Records uit een dataset met puntannotaties →

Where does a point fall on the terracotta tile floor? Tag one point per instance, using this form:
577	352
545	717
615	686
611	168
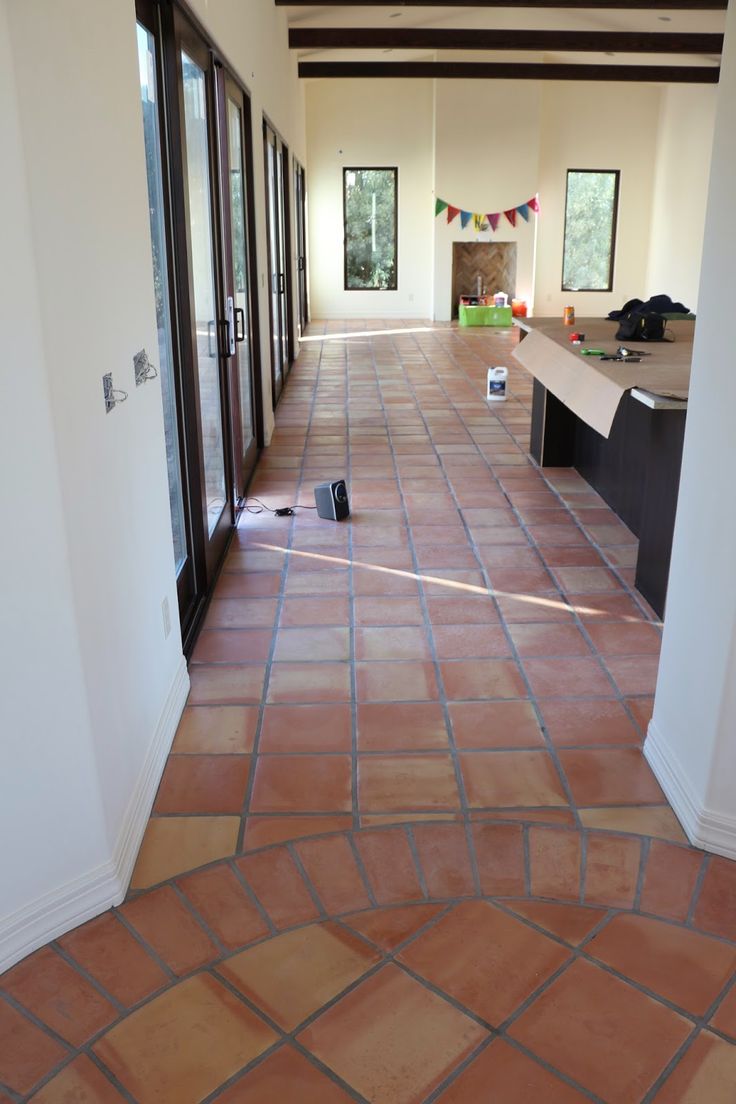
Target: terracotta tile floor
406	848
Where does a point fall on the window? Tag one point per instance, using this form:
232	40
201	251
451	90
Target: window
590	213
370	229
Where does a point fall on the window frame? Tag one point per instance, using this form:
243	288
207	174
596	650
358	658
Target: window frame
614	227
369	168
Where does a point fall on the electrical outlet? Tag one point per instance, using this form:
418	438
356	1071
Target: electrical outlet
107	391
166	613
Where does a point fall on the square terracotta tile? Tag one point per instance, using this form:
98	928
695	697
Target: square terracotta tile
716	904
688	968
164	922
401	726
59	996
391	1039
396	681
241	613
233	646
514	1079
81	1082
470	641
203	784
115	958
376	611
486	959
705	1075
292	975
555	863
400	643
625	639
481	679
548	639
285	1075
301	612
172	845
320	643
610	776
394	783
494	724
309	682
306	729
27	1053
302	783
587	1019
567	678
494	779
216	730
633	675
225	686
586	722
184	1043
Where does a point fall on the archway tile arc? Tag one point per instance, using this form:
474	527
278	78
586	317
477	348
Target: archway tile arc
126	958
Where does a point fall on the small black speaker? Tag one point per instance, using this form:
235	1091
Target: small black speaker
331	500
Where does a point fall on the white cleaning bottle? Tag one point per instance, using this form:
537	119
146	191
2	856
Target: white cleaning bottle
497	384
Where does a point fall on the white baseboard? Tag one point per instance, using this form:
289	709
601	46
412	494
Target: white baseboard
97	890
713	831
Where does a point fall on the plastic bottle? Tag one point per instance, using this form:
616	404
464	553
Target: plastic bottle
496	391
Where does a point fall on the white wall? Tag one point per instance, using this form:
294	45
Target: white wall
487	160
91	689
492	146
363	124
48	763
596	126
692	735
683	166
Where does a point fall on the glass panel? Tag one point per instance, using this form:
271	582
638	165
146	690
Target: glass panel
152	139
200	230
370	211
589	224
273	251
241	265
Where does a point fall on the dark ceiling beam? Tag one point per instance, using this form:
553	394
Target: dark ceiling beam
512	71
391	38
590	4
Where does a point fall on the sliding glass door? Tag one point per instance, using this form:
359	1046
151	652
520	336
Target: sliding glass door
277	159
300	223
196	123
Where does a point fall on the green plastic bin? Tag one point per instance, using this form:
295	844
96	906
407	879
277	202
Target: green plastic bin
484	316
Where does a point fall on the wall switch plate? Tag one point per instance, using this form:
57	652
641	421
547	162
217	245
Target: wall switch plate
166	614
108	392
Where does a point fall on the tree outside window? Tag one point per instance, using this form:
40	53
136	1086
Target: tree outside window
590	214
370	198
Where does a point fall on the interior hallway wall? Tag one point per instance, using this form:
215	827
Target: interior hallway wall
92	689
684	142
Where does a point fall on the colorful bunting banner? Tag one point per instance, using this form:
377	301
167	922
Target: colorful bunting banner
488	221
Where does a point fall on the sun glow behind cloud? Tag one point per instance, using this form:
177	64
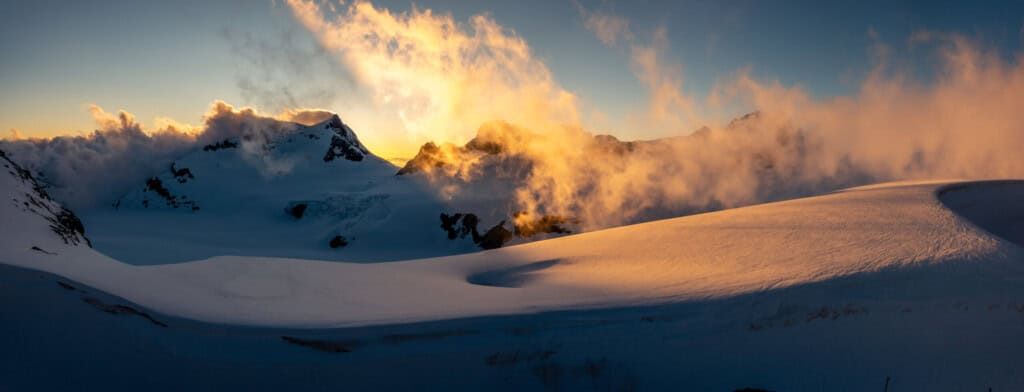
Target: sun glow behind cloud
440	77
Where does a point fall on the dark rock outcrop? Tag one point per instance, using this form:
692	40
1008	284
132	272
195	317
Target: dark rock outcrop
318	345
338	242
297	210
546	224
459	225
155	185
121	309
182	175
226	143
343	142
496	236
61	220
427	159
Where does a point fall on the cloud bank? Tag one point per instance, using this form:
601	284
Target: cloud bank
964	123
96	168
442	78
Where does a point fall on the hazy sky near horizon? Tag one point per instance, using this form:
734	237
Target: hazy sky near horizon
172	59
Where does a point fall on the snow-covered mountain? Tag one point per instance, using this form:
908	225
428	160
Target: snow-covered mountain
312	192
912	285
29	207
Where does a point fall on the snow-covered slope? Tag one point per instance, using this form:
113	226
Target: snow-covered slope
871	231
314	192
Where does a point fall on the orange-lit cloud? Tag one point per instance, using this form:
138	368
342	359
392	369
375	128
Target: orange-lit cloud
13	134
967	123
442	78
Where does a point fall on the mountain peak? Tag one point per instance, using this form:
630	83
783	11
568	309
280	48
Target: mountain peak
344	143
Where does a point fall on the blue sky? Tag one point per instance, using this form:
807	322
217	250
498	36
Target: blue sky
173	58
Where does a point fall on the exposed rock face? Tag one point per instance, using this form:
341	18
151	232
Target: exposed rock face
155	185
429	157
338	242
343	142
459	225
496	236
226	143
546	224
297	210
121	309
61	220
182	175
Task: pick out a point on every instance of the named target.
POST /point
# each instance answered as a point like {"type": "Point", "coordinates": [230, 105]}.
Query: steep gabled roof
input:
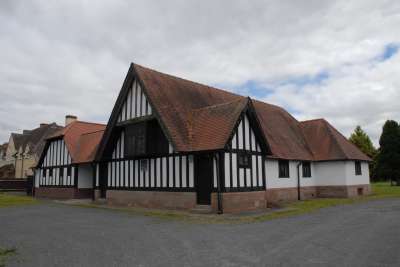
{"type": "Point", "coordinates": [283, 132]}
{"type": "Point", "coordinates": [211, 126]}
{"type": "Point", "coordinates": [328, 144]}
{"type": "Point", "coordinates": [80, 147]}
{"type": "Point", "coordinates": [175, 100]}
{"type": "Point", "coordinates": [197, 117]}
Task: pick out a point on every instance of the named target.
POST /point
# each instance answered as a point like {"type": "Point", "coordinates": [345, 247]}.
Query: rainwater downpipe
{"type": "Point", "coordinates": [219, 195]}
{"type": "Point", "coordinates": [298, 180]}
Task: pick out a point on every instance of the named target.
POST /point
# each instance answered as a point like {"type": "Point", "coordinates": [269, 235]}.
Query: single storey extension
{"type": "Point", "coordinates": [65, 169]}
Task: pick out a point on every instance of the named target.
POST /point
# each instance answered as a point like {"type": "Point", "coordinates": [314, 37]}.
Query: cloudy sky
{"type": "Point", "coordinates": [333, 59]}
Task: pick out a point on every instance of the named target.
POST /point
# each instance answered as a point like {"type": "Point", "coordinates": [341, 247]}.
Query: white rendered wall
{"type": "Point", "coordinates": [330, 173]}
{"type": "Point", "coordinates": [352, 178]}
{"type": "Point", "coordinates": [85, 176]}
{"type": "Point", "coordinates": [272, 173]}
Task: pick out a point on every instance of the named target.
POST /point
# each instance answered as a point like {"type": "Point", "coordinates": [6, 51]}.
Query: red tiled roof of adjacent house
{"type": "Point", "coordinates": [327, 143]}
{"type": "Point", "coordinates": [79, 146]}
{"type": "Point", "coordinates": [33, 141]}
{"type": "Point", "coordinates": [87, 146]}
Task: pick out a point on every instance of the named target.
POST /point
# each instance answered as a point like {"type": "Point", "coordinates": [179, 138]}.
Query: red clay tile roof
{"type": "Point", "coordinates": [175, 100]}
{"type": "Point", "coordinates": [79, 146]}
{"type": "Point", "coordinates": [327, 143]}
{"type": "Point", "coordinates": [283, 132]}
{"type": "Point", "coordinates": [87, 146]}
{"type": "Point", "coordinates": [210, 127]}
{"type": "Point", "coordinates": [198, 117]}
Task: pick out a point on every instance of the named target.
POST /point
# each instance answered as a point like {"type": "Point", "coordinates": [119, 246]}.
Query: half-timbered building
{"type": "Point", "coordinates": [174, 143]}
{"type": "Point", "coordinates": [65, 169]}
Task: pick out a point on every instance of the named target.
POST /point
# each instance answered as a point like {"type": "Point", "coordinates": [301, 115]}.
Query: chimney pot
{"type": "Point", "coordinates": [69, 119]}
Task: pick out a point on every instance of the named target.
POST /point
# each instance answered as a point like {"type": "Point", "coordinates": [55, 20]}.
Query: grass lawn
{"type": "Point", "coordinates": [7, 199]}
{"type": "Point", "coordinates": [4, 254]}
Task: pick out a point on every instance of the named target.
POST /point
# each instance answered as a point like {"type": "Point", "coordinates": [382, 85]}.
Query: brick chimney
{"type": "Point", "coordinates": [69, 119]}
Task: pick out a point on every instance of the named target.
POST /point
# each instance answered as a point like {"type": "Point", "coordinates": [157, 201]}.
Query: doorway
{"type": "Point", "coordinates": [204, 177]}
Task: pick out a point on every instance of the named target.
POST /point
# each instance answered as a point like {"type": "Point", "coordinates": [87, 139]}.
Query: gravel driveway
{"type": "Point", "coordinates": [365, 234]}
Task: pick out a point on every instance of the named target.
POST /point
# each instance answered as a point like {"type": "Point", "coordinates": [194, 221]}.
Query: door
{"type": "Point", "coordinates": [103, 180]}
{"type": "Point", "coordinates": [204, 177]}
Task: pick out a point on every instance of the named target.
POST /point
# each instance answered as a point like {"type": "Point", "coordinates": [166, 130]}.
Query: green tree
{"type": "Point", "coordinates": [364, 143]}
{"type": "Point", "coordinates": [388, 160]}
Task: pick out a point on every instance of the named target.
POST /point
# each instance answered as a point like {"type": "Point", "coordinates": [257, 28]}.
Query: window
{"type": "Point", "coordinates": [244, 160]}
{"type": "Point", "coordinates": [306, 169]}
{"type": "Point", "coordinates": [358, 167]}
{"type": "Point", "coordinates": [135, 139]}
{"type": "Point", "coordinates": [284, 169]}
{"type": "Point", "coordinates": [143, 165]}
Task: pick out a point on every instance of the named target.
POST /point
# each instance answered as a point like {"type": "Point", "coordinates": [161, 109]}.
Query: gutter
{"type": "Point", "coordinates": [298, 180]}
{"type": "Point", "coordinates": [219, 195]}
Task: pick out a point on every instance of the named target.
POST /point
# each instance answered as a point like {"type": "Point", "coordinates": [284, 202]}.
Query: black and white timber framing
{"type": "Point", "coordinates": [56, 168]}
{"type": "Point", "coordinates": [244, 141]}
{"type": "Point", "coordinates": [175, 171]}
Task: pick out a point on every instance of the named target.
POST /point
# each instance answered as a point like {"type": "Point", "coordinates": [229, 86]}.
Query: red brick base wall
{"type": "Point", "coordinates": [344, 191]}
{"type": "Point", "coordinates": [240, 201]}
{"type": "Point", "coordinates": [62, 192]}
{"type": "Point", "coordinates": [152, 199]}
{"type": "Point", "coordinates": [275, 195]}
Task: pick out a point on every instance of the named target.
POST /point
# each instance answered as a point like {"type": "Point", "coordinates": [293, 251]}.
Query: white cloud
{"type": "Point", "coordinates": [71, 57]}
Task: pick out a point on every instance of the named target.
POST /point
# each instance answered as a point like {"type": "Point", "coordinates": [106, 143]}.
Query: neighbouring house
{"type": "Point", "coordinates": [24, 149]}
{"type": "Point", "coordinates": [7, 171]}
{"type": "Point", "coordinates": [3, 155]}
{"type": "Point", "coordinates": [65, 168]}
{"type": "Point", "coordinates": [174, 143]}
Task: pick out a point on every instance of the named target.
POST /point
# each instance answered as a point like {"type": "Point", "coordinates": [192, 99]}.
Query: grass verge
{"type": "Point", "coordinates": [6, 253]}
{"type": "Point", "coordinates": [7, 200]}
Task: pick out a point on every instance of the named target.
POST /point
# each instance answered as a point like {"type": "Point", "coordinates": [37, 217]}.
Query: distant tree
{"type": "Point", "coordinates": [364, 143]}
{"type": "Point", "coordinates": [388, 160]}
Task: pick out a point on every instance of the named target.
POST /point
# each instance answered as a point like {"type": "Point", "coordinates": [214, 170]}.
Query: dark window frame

OPDRACHT →
Laat elke regel uit het materiaal hierboven zien waarin het woord "green" staat, waarbij het verschil tussen hoofdletters en kleine letters telt.

UITWERKING →
Where does a point fall on the green plastic bin? Tag one point per instance, using this form:
Target: green plastic bin
Query: green tree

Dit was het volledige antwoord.